Given problem 1.
Answer these questions using the text about the chat show Up Close & Personal with PZ:
(a) On which network did the show air?
(b) Who was the guest on the first episode?
(c) How many episodes did the first season have?
Given problem 2. Continue the text about the chat show Up Close & Personal with PZ from where it stops.

Reading text.
━━━━━━━━━━━━━━━━━━━━

- Presented by: Preity Zinta
- Country of origin: India

Production
- Camera setup: Nitesh choudhary
- Production company: Red Chillies Idiot Box

Original release
- Network: UTV Stars
- Release: 3 September – 12 November 2011

= Up Close & Personal with PZ =

Up Close & Personal with PZ is an Indian celebrity-based chat show hosted by Preity Zinta and produced by Red Chillies Idiot Box and broadcast on UTV Stars, a newly launched channel by UTV. The show featured 10 of Zinta's favourite male colleagues. The first season wrapped up after completing 11 episodes in a span of three months. The first episode of the show aired on 3 September 2011 with Salman Khan as guest. It ended with Anil Kapoor as guest.

━━━━━━━━━━━━━━━━━━━━

Data excerpts.
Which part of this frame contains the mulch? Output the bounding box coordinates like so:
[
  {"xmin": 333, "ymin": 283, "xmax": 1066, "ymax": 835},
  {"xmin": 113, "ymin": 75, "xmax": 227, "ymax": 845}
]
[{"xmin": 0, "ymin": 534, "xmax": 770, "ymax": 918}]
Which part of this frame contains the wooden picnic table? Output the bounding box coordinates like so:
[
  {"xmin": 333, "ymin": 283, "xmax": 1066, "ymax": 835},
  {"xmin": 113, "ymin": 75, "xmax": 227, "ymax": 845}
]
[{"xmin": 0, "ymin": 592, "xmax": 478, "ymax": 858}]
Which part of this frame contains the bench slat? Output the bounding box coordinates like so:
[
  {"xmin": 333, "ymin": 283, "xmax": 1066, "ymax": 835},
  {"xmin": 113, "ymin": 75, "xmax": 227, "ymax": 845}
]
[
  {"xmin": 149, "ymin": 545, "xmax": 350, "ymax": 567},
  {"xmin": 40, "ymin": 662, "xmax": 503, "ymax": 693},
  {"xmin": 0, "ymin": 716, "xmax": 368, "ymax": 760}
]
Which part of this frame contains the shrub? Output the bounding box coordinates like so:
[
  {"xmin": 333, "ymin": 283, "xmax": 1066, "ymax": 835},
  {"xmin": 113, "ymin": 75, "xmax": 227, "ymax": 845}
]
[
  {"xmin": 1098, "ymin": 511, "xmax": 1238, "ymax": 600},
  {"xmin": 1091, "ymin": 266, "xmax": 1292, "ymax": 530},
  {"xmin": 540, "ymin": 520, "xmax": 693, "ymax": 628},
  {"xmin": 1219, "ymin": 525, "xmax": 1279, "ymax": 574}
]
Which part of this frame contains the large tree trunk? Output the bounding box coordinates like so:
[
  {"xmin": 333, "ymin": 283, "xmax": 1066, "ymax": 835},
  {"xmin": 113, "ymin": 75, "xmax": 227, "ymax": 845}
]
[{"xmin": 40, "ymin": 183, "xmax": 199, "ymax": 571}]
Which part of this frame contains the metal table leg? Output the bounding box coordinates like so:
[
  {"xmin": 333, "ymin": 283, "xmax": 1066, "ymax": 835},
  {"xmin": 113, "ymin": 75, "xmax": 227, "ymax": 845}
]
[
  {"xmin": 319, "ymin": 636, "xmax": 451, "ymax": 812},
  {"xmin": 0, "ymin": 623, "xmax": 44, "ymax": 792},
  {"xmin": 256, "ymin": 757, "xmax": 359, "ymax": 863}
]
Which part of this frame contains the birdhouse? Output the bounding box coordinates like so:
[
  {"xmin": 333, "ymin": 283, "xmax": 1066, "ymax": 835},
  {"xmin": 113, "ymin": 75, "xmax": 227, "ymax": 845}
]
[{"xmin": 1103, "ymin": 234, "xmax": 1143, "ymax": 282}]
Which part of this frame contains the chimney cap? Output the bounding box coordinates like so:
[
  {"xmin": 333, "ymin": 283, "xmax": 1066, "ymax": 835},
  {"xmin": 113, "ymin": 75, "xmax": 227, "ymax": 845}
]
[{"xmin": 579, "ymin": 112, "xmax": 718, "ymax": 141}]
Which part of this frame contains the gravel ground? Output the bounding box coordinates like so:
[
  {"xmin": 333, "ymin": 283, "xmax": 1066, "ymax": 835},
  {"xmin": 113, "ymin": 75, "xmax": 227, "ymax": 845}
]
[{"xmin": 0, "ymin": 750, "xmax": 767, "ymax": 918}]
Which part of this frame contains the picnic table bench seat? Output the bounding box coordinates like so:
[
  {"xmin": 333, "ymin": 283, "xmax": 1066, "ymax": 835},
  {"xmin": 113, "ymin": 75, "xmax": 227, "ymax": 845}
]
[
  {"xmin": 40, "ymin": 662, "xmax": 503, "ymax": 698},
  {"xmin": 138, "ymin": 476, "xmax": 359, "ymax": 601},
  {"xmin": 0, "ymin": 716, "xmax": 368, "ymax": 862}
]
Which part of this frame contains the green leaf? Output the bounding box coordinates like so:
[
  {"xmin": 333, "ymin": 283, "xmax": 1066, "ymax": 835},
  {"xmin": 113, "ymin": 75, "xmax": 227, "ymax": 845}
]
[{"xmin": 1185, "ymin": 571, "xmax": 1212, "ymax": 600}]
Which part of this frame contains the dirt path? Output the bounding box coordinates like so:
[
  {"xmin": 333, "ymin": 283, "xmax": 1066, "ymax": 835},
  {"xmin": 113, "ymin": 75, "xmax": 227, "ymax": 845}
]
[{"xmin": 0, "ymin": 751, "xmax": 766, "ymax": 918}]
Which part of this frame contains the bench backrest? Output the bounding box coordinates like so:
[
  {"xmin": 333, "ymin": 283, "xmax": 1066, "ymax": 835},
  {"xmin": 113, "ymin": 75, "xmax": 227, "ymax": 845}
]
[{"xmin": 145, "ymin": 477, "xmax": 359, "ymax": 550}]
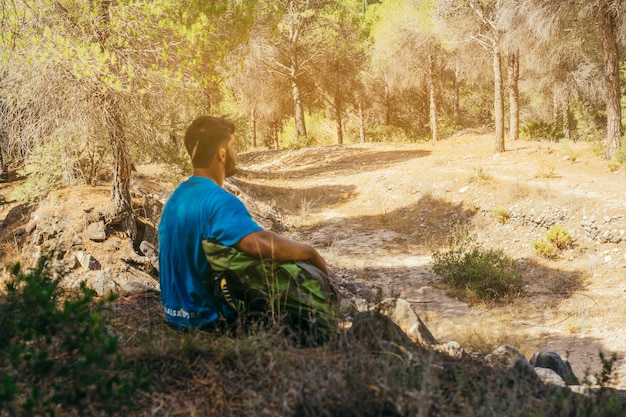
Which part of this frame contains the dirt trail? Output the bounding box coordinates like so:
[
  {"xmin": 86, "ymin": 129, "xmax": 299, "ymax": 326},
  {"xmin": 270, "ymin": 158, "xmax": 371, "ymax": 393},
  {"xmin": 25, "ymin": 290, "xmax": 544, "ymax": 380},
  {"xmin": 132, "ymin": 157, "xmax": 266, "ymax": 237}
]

━━━━━━━━━━━━━━━━━━━━

Written answer 1.
(a) UTV Stars
(b) Salman Khan
(c) 11

Written answer 2.
== Overview ==
The show has Bollywood celebrities having a one-on-one conversation with the actress/host. Set up at Preity’s very own penthouse that is decorated all pink by the actress, the show promises to reveal all things personal about the stars. The show also does its bit for the society where the stars and the host pose for a poster that will later be auctioned. The money garnered is donated to the NGO of the guest's choice. To make the show even more entertaining, Preity had also added some impromptu elements, like the guests need to enact a scene on a given situation.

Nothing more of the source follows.